(Stored dataset items)
+===+

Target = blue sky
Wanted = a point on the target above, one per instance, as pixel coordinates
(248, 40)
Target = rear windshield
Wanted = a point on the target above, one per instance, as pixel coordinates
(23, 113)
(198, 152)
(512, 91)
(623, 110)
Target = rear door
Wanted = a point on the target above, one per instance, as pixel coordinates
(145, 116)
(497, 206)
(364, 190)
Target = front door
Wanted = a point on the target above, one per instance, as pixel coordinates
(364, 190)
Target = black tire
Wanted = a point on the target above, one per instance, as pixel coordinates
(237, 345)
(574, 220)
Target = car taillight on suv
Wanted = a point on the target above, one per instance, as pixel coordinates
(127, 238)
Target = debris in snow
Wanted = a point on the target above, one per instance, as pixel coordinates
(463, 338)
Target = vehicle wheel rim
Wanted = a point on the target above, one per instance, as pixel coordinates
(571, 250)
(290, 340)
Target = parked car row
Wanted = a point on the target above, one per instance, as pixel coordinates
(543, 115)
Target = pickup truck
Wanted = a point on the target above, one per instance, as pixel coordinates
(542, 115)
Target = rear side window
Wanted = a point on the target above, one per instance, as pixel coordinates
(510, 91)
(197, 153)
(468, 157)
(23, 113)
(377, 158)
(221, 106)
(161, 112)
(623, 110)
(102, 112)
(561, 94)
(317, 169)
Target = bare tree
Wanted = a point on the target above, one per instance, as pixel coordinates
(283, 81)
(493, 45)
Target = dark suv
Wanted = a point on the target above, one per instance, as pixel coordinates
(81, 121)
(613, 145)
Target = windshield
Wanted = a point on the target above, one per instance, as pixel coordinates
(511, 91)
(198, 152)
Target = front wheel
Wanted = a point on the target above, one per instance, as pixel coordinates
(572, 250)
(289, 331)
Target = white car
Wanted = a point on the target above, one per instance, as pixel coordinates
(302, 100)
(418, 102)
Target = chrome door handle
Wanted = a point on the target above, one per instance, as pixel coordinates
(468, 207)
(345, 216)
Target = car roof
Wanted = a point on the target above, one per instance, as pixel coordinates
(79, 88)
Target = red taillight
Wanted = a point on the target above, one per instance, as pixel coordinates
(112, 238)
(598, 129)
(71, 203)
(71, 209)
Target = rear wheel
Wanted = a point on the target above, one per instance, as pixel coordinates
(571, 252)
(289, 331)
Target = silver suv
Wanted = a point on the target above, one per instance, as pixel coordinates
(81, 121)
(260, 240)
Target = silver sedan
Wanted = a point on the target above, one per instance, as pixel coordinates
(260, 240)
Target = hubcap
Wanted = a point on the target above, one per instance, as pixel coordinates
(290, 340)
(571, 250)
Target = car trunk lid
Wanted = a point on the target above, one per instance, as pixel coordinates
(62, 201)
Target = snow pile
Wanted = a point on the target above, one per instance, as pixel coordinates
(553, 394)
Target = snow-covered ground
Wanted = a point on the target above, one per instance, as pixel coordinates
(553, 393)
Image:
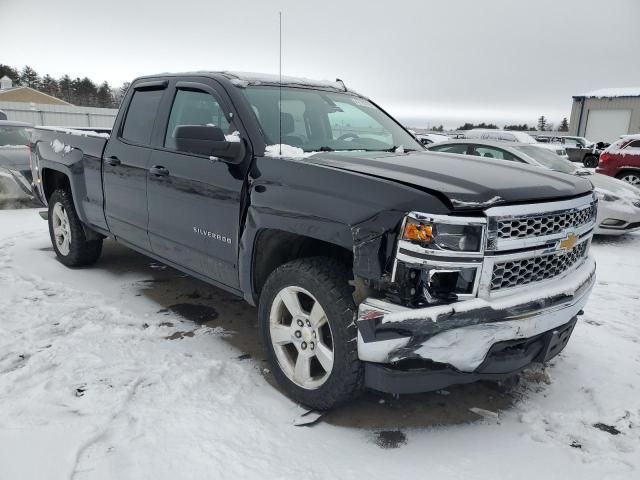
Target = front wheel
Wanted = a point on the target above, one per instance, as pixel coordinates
(307, 317)
(67, 233)
(591, 161)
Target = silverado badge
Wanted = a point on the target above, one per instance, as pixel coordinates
(569, 242)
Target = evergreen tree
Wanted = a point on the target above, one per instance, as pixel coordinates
(65, 88)
(122, 91)
(105, 96)
(29, 77)
(564, 125)
(542, 123)
(10, 72)
(49, 85)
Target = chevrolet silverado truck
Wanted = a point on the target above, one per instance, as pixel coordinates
(373, 263)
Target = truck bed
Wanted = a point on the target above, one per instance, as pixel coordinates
(78, 155)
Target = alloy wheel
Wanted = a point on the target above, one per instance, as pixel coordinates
(301, 337)
(61, 229)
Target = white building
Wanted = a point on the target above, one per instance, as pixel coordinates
(604, 115)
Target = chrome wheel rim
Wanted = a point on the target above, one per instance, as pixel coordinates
(301, 337)
(61, 229)
(632, 179)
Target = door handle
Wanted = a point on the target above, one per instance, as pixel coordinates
(159, 171)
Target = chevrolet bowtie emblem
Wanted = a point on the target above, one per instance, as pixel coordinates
(569, 242)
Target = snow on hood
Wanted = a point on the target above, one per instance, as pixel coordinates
(286, 151)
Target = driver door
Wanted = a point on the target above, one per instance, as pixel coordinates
(194, 200)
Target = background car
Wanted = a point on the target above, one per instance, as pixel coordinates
(429, 138)
(579, 149)
(619, 207)
(622, 160)
(512, 136)
(14, 153)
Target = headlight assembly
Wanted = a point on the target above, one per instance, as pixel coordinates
(606, 196)
(442, 235)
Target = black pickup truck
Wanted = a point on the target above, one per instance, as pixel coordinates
(373, 262)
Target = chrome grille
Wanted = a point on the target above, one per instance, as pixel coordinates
(528, 270)
(548, 224)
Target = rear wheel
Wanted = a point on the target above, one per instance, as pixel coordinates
(307, 317)
(591, 161)
(632, 178)
(67, 233)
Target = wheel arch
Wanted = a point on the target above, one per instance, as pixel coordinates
(274, 247)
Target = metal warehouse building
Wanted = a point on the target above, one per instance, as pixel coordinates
(26, 104)
(604, 115)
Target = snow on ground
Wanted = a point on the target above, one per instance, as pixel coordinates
(98, 381)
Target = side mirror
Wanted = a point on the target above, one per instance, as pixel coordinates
(208, 140)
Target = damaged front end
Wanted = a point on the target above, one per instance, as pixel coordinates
(475, 298)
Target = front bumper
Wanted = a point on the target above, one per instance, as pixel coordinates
(461, 335)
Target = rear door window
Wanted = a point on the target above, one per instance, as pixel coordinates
(192, 107)
(141, 115)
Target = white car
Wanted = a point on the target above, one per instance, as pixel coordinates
(430, 138)
(619, 205)
(512, 136)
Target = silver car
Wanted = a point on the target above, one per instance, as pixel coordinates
(619, 206)
(14, 155)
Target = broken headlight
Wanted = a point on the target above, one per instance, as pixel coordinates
(440, 235)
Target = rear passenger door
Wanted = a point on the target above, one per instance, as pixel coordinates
(194, 200)
(126, 162)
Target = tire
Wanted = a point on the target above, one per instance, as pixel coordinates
(631, 177)
(67, 233)
(590, 161)
(324, 281)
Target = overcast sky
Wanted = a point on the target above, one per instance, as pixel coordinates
(426, 62)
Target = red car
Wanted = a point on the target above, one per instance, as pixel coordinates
(622, 160)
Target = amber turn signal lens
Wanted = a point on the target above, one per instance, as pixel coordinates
(418, 232)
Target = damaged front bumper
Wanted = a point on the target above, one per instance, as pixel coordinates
(412, 350)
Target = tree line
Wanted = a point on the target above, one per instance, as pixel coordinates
(543, 125)
(82, 92)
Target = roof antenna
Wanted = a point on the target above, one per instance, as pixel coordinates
(280, 82)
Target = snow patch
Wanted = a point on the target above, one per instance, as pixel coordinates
(233, 137)
(286, 151)
(485, 204)
(71, 131)
(60, 147)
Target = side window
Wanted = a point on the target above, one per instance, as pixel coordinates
(491, 152)
(138, 124)
(194, 108)
(460, 148)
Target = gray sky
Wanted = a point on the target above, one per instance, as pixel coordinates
(426, 62)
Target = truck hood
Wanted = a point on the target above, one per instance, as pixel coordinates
(466, 182)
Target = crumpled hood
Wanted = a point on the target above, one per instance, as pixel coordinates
(14, 157)
(465, 181)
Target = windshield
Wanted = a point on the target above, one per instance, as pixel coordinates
(315, 120)
(14, 135)
(547, 158)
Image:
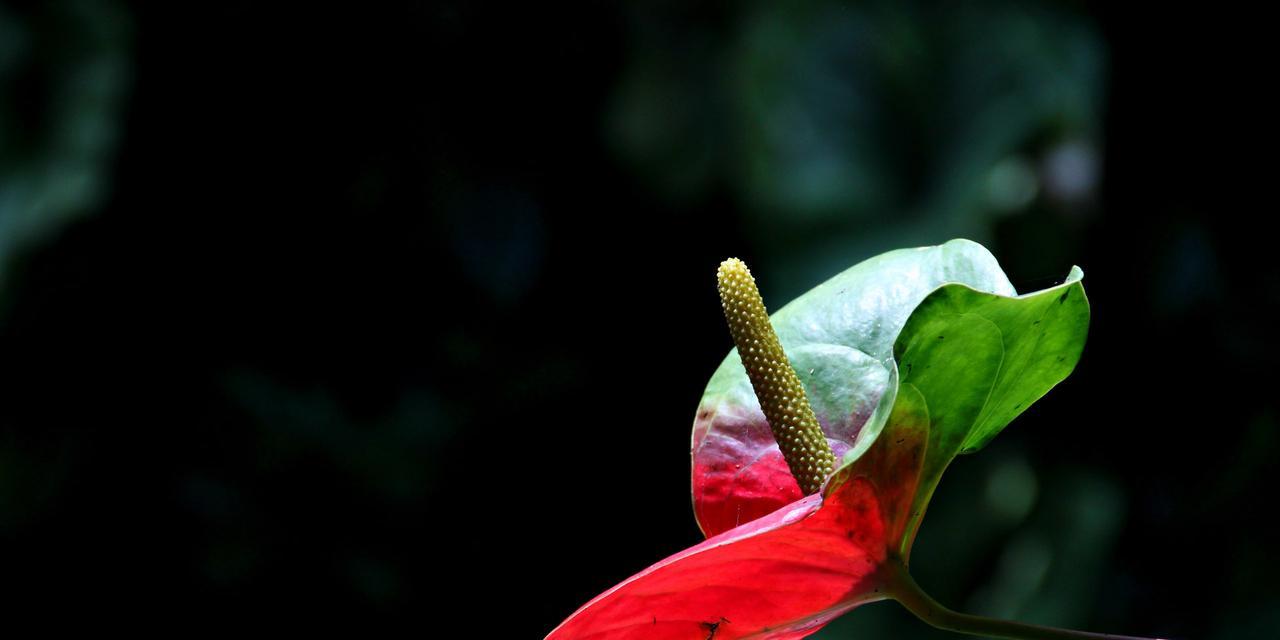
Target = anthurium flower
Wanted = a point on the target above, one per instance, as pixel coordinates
(891, 369)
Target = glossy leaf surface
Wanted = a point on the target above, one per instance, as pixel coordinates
(840, 338)
(961, 364)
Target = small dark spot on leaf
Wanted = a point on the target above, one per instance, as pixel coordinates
(712, 627)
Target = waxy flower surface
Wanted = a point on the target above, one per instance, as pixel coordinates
(908, 360)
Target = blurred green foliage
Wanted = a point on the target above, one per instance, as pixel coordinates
(64, 74)
(355, 273)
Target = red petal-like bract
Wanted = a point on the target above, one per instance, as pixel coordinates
(784, 575)
(781, 576)
(739, 472)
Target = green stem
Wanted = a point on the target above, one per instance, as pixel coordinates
(901, 586)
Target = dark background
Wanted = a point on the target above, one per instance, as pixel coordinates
(401, 314)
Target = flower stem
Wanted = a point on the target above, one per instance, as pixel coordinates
(903, 588)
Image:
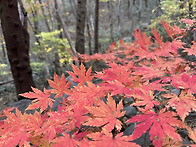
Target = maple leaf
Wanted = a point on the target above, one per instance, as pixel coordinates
(192, 133)
(107, 140)
(183, 103)
(142, 39)
(106, 115)
(88, 94)
(192, 50)
(157, 36)
(65, 140)
(118, 79)
(172, 31)
(80, 76)
(188, 21)
(15, 129)
(161, 125)
(42, 99)
(148, 72)
(59, 85)
(145, 99)
(185, 81)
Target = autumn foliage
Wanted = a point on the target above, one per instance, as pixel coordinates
(90, 116)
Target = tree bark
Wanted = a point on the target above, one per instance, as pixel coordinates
(17, 44)
(66, 33)
(80, 26)
(96, 34)
(44, 15)
(110, 10)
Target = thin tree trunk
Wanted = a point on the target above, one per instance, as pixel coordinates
(120, 26)
(25, 18)
(110, 10)
(80, 26)
(140, 11)
(66, 33)
(96, 34)
(17, 44)
(73, 7)
(56, 57)
(44, 15)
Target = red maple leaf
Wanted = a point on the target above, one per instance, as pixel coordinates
(157, 36)
(188, 21)
(145, 99)
(142, 39)
(161, 125)
(172, 30)
(87, 94)
(106, 139)
(118, 79)
(65, 140)
(183, 103)
(59, 85)
(192, 50)
(106, 115)
(80, 76)
(15, 129)
(185, 81)
(42, 99)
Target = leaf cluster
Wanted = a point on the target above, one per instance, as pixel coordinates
(90, 116)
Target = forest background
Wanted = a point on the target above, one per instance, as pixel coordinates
(56, 27)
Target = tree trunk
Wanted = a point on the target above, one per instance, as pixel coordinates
(110, 10)
(17, 44)
(66, 33)
(80, 26)
(120, 17)
(24, 17)
(96, 34)
(44, 15)
(73, 7)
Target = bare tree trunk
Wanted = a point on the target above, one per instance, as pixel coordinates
(25, 18)
(80, 26)
(17, 44)
(66, 33)
(120, 26)
(140, 11)
(73, 7)
(44, 15)
(148, 11)
(159, 11)
(96, 34)
(88, 26)
(110, 10)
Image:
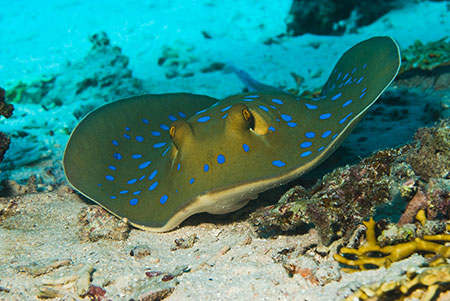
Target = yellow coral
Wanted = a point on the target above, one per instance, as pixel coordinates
(425, 285)
(371, 254)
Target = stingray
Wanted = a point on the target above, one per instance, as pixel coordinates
(155, 160)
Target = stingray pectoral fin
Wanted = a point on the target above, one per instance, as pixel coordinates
(118, 155)
(158, 159)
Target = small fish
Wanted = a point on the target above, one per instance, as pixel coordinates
(158, 159)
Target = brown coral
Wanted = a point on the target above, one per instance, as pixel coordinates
(338, 203)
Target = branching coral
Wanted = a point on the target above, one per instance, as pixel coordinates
(426, 285)
(371, 254)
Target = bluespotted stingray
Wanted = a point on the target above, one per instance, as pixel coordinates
(158, 159)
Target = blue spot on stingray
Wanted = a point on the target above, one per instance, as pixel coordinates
(152, 175)
(167, 149)
(278, 163)
(286, 117)
(336, 96)
(305, 154)
(278, 101)
(220, 159)
(310, 106)
(159, 145)
(326, 134)
(153, 186)
(132, 181)
(225, 109)
(345, 118)
(163, 199)
(347, 103)
(310, 134)
(144, 165)
(201, 111)
(305, 144)
(264, 108)
(204, 119)
(325, 116)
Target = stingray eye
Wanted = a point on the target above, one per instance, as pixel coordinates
(172, 131)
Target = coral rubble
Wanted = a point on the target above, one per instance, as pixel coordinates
(414, 176)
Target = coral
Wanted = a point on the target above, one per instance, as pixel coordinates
(430, 283)
(338, 203)
(430, 157)
(426, 65)
(103, 75)
(98, 224)
(327, 17)
(371, 255)
(426, 57)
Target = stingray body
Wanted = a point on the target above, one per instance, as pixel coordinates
(158, 159)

+===+

**Task requirements**
Could you return exactly the stretch of the data above that starts at the line with "Target = red maple leaf" and ends at the line with "Target = tree trunk", both lines included?

**Written solution**
Target = red maple leaf
Wanted = a point on the target above, one per instance, as pixel coordinates
(157, 36)
(188, 21)
(145, 99)
(142, 39)
(161, 125)
(172, 30)
(87, 94)
(106, 139)
(118, 79)
(65, 140)
(183, 103)
(59, 85)
(192, 50)
(106, 115)
(80, 76)
(15, 129)
(185, 81)
(42, 99)
Target = leaf cluster
Wanted = a point on the target above, one per instance, as pixel coordinates
(90, 116)
Target = forest background
Wanted = a point on the target above, one per instance, as pixel coordinates
(56, 27)
Target = tree trunk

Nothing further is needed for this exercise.